# Document text:
------------------------------------
Buying a home can bring some changes to your financial situation and how you manage your budget. But how does buying a house affect taxes, specifically? The short answer is that owning a home can yield some tax breaks if you’re able to deduct mortgage points, mortgage interest, property taxes, and other expenses.

How much of a tax benefit you can get from owning a home can depend on a number of variables. If you’re gearing up to buy a home, it’s helpful to know what might change when it’s time to file your tax return.

What Are Home Tax Deductions?

Home tax deductions are amounts that you can write off when filing a tax return. The Internal Revenue Code defines the types of tax breaks for homeowners and what they’re worth.

Tax deductions reduce the amount of your income that’s subject to tax. They’re different from tax credits, which reduce what you owe in taxes on a dollar for dollar basis. Deductions can be standard or itemized.

•   Standard deductions allow you to write off a flat dollar amount, based on your filing status.

•   Itemized deductions allow you to write off individual expenses, based on their actual amount.

If you’re interested in deducting home-related expenses, then you’ll need to itemize them on Schedule A when filing Form 1040.


💡 Quick Tip: SoFi’s Lock and Look + feature allows you to lock in a low mortgage financing rate for 90 days while you search for the perfect place to call home.

How Tax Deductions Work

Tax deductions work by reducing your taxable income, which can in turn reduce your tax liability. Your tax liability represents the amount you owe in federal taxes and in state taxes if you live in a state that assesses income tax.

When you claim a deduction, that amount is removed from the amount of income that is subject to tax. Deductions are valuable since reducing your taxable income could help you to move into a lower tax bracket. Your tax bracket determines which tax rate you’re subject to. There are seven tax brackets ranging from 10% at the lowest end to 37% at the highest.

Again, you can claim a standard deduction if you don’t have any expenses to itemize. The amount of the deduction depends on your filing status. Here are the standard deduction limits for 2023.

•   $13,850 for single filers and married couples who file separately

•   $20,800 for heads of household

•   $27,700 for married couples filing jointly

Whether it makes sense to itemize vs. claiming the standard deduction can depend on the amount of expenses you’re eligible to write off.

First-time homebuyers can
prequalify for a SoFi mortgage loan,
with as little as 3% down.
------------------------------------
# Data:
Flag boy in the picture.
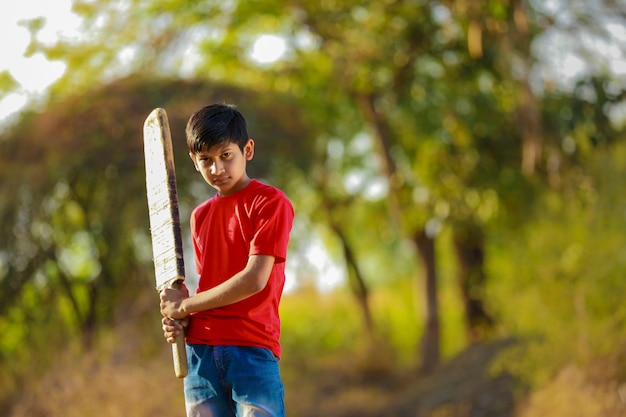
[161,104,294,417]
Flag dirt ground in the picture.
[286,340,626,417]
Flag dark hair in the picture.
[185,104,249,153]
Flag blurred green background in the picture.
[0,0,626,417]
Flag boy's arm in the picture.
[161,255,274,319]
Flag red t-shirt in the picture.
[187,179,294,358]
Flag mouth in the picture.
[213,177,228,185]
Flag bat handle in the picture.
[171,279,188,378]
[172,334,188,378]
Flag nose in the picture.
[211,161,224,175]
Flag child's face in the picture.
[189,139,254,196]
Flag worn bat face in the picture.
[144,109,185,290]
------------------------------------
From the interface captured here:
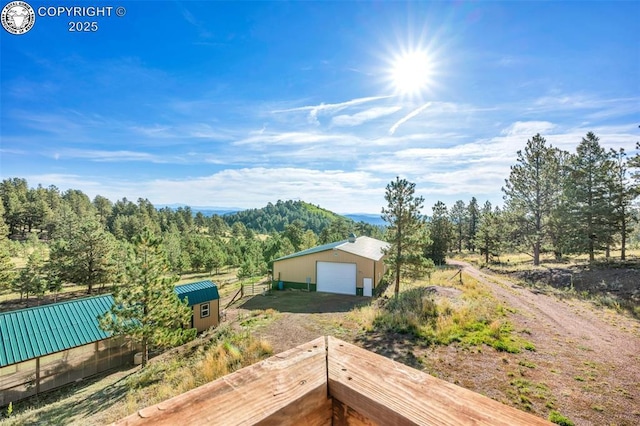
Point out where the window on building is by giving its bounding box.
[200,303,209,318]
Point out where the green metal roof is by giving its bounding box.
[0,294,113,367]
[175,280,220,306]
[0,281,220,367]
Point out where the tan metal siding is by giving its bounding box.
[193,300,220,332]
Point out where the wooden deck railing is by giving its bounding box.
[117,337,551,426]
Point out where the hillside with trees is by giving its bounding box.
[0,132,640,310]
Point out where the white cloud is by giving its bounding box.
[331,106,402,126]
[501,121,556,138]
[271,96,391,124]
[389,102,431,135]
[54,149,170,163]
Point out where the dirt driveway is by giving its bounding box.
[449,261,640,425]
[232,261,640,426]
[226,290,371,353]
------------------------------------
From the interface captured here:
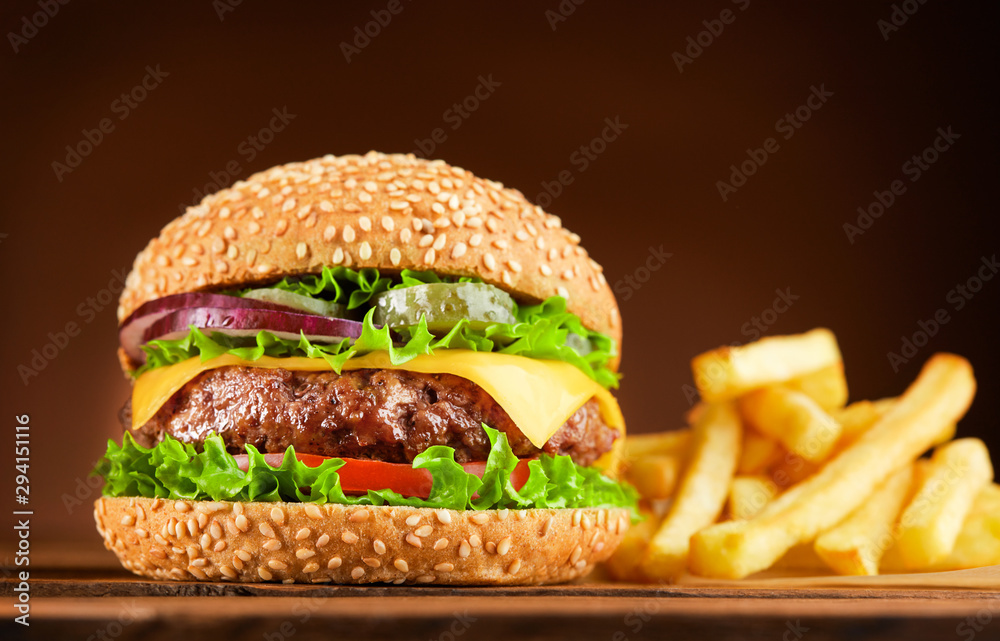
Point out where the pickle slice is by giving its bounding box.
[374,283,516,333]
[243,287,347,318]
------------------------------------
# Written tasks:
- a) According to the home tax deductions text, what was the 2023 standard deduction for heads of household?
- b) Extract everything from "Home tax deductions are" down to "their actual amount." in the home tax deductions text, word for word.
The entries are separate material and are unrelated to the home tax deductions text.

# Expected results:
- a) $20,800

- b)
Home tax deductions are amounts that you can write off when filing a tax return. The Internal Revenue Code defines the types of tax breaks for homeowners and what they’re worth.

Tax deductions reduce the amount of your income that’s subject to tax. They’re different from tax credits, which reduce what you owe in taxes on a dollar for dollar basis. Deductions can be standard or itemized.

•   Standard deductions allow you to write off a flat dollar amount, based on your filing status.

•   Itemized deductions allow you to write off individual expenses, based on their actual amount.